Thursday, June 6, 2013

How Important Is the Concentration of Wealth?

     Savings and investment are essential for the increased
productivity that yields an increased standard of living.  To
increase productivity someone must devote his present efforts to
making tools and facilities that will allow workers to be more
productive in the future.

     The saver has to be one who produces more than he
needed for survival.  The person who can produce only enough
to survive can't save and invest, no matter how much he might
want to.  He would perish if he tried to save.

     For various reasons, some are more productive than
others.  Those who can produce more than enough to survive
have the capacity to save and invest.  By saving and investing in
tools and equipment these investors increase their productivity.

     They can also allow others to use the savings to increase
their productivity.  A successful saver may be able to provide
more tools than he can use himself.  He can let others use those
tools to increase their productivity.  He is likely to require the
beneficiaries of the tools to give a share of the increased
production to the investor.  This is certainly reasonable.  The
user of the tools gained from the productivity and thrift of the
investor.

• DATA ROWS:
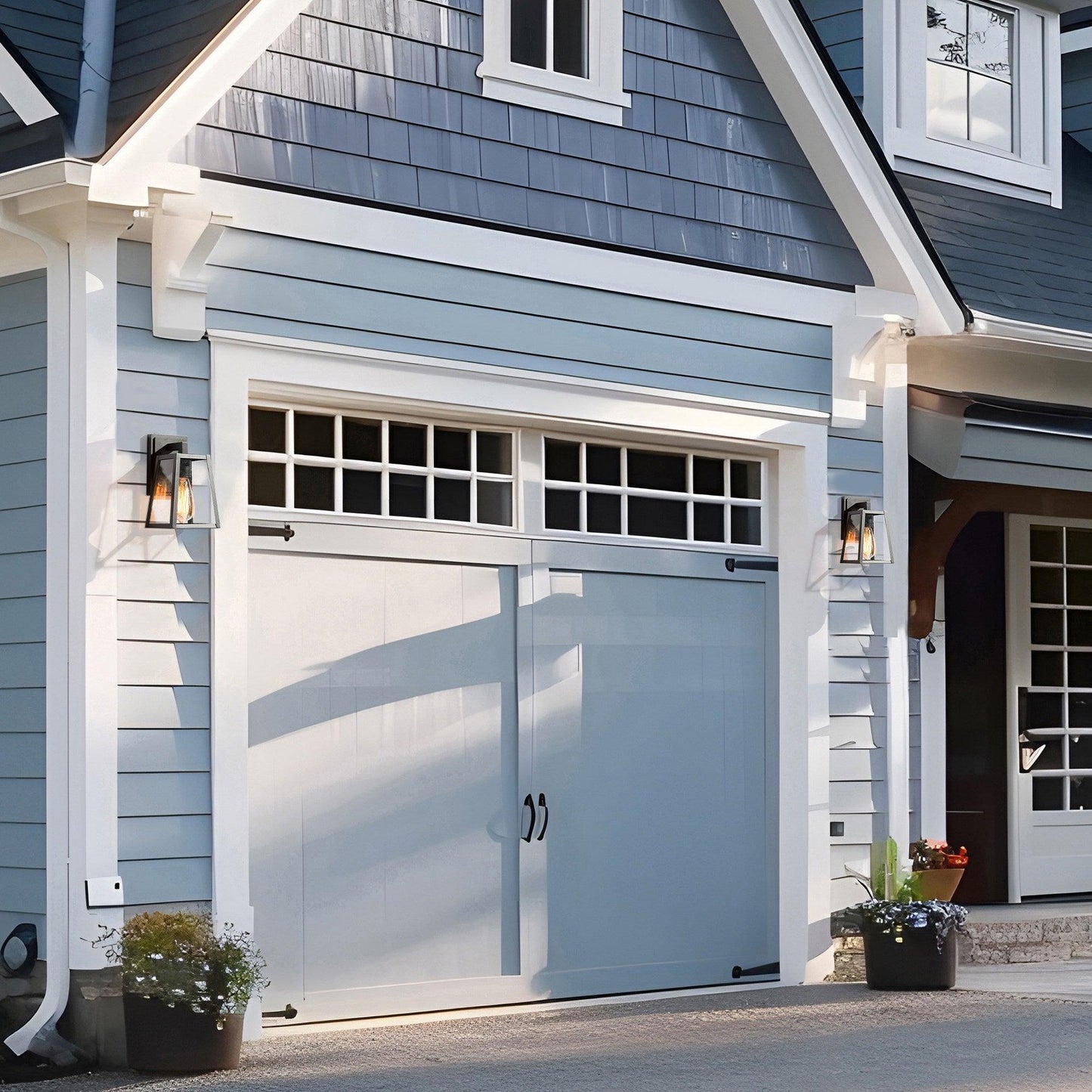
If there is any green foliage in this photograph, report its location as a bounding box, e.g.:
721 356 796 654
95 911 268 1016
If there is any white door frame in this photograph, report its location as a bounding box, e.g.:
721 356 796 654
209 329 830 1009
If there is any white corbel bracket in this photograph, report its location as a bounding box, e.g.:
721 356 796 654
152 193 231 341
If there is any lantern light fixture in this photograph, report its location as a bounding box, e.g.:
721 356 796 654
842 497 893 565
144 435 219 531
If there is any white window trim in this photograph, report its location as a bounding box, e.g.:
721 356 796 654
864 0 1062 208
477 0 630 125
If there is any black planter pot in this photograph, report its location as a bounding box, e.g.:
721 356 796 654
861 922 959 989
123 994 243 1073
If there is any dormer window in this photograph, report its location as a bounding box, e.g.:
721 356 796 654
477 0 629 125
865 0 1062 204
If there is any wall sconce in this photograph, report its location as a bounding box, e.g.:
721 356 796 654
144 436 219 530
842 497 893 565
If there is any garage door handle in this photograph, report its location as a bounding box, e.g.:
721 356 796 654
520 793 535 842
535 793 549 842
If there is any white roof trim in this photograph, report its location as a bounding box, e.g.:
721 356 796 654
721 0 964 334
91 0 310 206
0 46 57 125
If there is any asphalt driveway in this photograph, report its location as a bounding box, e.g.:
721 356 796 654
46 985 1092 1092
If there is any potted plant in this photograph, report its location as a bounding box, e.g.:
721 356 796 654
852 839 967 989
910 837 967 902
96 911 268 1072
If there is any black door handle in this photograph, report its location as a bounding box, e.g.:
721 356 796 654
520 793 535 842
535 793 549 842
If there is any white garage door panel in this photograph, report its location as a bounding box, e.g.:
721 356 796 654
250 554 518 1014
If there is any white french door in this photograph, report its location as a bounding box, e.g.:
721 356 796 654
1008 515 1092 901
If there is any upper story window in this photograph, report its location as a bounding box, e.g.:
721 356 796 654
477 0 629 125
865 0 1062 204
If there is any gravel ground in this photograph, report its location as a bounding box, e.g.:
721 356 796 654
38 985 1092 1092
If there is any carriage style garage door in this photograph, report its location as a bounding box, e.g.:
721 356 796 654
249 523 778 1020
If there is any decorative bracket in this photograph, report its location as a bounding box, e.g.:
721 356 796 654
152 193 231 341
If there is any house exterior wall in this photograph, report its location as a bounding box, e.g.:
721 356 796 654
117 241 212 906
179 0 871 285
0 270 46 939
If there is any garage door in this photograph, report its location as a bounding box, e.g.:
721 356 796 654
249 525 778 1020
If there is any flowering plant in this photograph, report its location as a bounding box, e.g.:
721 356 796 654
910 837 967 873
95 911 268 1016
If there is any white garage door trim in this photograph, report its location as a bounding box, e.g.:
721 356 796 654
211 333 830 1031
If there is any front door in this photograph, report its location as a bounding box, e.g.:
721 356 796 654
1008 516 1092 901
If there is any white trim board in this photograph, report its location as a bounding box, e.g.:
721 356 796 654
200 179 853 326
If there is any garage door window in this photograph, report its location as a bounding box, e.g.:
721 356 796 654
248 407 513 527
544 437 766 547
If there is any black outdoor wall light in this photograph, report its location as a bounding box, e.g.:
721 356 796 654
144 435 219 531
842 497 893 565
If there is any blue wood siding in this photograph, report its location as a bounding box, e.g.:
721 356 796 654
118 243 212 905
802 0 865 106
0 271 46 936
184 0 871 285
208 230 831 410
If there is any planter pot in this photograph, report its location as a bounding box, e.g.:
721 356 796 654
914 868 963 902
861 922 959 989
123 994 243 1072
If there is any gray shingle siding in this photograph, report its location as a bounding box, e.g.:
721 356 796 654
0 271 46 937
182 0 871 284
800 0 865 105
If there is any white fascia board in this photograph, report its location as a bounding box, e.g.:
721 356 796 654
200 179 853 326
0 46 57 125
721 0 964 334
91 0 310 206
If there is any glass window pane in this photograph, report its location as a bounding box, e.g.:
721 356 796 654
1066 527 1092 565
1031 607 1075 645
1031 778 1065 812
587 493 621 535
969 72 1013 152
1070 611 1092 648
1031 569 1063 603
925 61 967 140
432 476 471 523
546 440 580 481
694 456 724 497
295 413 334 456
1031 526 1063 565
694 501 724 543
732 505 763 546
1020 694 1063 729
626 450 685 491
925 0 967 64
247 463 285 508
247 410 286 451
295 462 334 512
584 444 621 485
546 489 580 531
967 3 1013 82
390 474 428 520
554 0 587 76
342 417 383 463
731 459 763 500
1031 652 1065 685
432 428 471 471
511 0 546 69
477 481 512 527
626 497 685 538
477 432 512 474
342 471 382 515
1069 652 1092 688
1070 569 1092 607
388 420 426 466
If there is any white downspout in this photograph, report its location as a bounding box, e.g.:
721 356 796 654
0 206 76 1063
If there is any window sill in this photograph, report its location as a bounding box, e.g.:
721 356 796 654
477 61 630 125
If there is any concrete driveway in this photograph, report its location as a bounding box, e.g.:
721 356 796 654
48 985 1092 1092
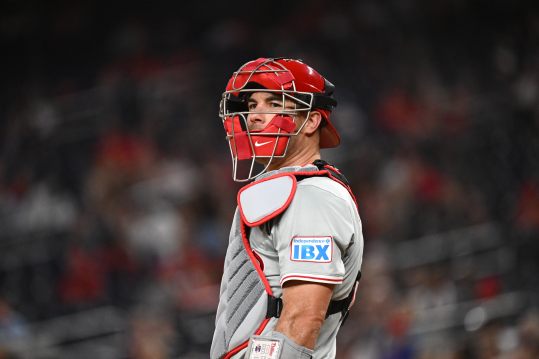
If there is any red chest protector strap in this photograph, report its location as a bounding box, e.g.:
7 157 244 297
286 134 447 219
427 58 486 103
223 160 361 359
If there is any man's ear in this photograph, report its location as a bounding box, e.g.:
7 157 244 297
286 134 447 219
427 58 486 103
303 111 322 135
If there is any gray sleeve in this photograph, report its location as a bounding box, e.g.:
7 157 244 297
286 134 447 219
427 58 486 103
272 185 354 285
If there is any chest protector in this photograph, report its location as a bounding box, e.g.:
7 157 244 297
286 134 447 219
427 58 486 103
211 160 360 359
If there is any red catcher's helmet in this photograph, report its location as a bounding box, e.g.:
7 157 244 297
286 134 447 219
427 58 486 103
220 58 340 181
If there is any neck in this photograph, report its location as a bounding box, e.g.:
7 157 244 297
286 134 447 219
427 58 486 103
268 141 320 171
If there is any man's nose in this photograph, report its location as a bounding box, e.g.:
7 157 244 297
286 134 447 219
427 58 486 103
248 109 264 124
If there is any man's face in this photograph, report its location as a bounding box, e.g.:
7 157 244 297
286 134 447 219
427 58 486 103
247 92 296 131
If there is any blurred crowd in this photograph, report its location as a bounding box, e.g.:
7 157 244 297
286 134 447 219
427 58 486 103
0 0 539 359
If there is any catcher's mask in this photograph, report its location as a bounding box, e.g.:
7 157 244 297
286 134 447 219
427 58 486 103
219 58 340 182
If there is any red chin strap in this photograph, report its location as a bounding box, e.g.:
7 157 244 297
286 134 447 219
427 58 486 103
224 115 296 160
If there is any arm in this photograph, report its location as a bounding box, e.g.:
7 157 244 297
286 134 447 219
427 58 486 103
275 281 334 349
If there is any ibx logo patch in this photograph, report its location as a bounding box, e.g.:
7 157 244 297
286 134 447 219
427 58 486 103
290 236 333 263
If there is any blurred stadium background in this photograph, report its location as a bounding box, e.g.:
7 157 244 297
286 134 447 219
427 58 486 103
0 0 539 359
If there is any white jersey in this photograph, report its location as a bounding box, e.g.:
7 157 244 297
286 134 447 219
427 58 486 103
213 166 363 359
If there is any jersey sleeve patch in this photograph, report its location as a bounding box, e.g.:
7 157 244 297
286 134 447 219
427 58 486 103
290 236 333 263
238 174 297 227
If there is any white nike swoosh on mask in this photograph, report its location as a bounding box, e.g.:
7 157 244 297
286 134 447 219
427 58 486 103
255 141 271 147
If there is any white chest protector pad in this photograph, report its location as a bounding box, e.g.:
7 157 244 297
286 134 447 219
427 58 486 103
238 173 297 227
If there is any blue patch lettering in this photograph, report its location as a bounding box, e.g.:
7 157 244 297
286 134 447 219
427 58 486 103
290 236 333 263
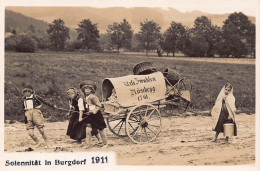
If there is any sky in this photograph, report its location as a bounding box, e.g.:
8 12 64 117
2 0 260 16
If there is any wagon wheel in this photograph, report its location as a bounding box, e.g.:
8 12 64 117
126 104 162 143
176 79 191 114
106 116 127 137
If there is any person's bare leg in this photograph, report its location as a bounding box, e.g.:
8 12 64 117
38 128 50 147
226 136 229 144
95 133 103 146
213 132 219 142
86 126 91 148
100 129 107 147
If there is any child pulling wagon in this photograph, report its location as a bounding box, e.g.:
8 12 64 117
79 80 107 148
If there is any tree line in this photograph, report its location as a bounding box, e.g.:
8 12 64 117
5 12 255 57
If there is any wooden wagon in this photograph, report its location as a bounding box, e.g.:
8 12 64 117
102 71 191 143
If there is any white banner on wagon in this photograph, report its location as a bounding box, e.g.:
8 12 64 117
102 72 166 107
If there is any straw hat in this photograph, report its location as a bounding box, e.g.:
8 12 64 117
133 62 157 75
163 68 180 86
22 83 34 93
79 80 97 92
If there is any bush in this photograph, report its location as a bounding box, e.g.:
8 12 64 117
15 36 36 53
5 36 16 51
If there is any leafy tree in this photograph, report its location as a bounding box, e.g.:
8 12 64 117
162 22 186 56
137 19 162 56
98 33 112 51
76 19 99 51
194 16 216 57
47 19 70 50
222 12 255 57
107 19 133 54
182 28 208 57
131 33 143 52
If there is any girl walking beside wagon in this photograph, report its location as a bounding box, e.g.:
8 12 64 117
211 83 237 143
79 80 107 148
66 87 86 143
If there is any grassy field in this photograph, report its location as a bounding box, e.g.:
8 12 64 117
5 53 255 120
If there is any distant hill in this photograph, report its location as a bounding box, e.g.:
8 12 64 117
6 7 255 33
5 10 49 32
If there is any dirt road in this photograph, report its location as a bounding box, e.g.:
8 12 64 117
5 114 255 166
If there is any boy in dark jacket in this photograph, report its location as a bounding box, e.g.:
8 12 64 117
22 83 57 147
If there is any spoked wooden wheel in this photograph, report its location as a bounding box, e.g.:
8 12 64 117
106 116 127 137
126 104 162 143
176 79 191 114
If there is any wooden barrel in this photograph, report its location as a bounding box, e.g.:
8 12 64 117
224 123 234 137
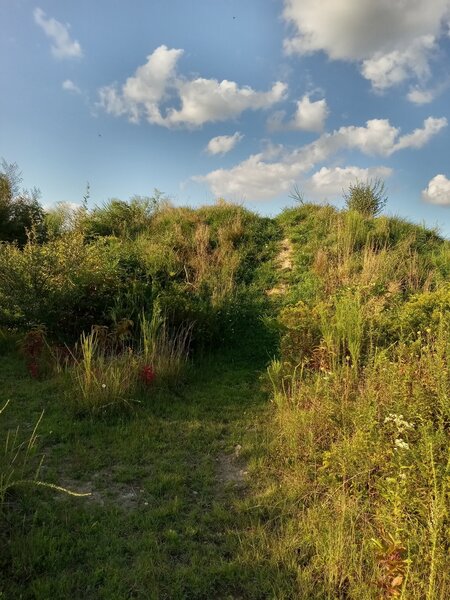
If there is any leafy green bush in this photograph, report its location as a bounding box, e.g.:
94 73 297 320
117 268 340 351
393 283 450 337
344 178 387 217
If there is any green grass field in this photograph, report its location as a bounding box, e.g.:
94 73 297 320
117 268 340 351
0 356 298 599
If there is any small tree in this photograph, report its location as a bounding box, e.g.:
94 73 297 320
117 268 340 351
0 160 44 246
344 177 387 217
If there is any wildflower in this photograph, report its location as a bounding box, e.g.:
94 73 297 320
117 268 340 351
394 438 409 450
141 365 156 385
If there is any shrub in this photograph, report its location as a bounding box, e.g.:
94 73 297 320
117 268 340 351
344 178 387 217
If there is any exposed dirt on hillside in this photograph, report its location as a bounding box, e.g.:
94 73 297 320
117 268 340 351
266 238 294 296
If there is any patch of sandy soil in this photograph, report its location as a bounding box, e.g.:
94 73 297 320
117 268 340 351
216 444 248 489
58 469 146 510
266 238 294 296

• SET PROBLEM: Continue the essay on the concentration of wealth from its last sentence. The rows have nothing to do with the essay on concentrated wealth.

• THE RESULT:
     He who saves and invests thus can increase his savings
and investment.  In turn he can provide even more tools for
himself and others to use.  There is no natural limit on how long
or how much the productive savings and investment can continue
to grow.

     The users of the tools increase their productivity thus
gaining the ability to become savers too, if they want to.  The
faster savings and investment grow, the faster prosperity grows.

     Those productive enough to save and invest don't have to
save and invest.  They can simply use their increased
productivity to increase their immediate consumption.  If
everyone quits saving and investing, society will use up its
productive tools rather than producing more.  Inevitably,
productivity and the standard of living will collapse.

     With no investment, tools will wear out and disappear. 
Everyone will be back to eking out subsistence with his bare
hands.

     Suppose that those first savers had chosen to be
philanthropists rather than saver-investors.  They gave away their
wealth so that everyone had an equal share.  It is obvious that
some people are inclined to save while others are inclined to
spend as much as they can.  It is also obvious that a person
living on the edge of survival will be most likely to spend new
found wealth on increased consumption, rather than to save and
invest.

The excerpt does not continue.